### [Supplied material]

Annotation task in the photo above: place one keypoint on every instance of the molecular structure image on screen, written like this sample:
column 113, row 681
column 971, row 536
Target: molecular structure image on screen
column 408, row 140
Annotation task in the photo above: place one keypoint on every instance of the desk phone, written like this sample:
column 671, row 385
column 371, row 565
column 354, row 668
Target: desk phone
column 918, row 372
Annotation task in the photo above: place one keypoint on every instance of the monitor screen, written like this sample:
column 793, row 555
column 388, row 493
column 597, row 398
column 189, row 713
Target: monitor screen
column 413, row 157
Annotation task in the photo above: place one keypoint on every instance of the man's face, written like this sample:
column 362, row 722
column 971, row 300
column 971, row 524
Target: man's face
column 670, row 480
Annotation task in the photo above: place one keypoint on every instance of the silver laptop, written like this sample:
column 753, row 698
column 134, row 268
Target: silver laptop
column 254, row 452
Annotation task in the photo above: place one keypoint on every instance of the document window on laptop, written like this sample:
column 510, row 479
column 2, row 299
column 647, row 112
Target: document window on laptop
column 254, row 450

### [Task statement]
Find the line that contains "of the desk". Repeat it and every line after it, exactly as written, up to and including the last line of the records above.

### [Final answer]
Annotation task in the photo above: place one keypoint on every instance of the desk phone, written like this sample:
column 671, row 385
column 371, row 565
column 354, row 668
Target: desk phone
column 918, row 372
Annotation task in the photo above: place one keypoint on every instance of the monitor screen, written like this sample:
column 793, row 555
column 388, row 493
column 597, row 398
column 189, row 713
Target: monitor screen
column 413, row 157
Annotation task in the photo above: place one keypoint on every instance of the man's face, written like this sample:
column 362, row 722
column 971, row 300
column 971, row 524
Target: man's face
column 670, row 480
Annotation task in the photo above: place one keypoint on every instance of the silver laptop, written like this sample:
column 753, row 698
column 134, row 268
Target: silver laptop
column 254, row 452
Annotation task in the photo above: place one keypoint on every instance of the document window on laptop, written like this sample:
column 510, row 479
column 2, row 299
column 647, row 112
Target: document window on laptop
column 254, row 450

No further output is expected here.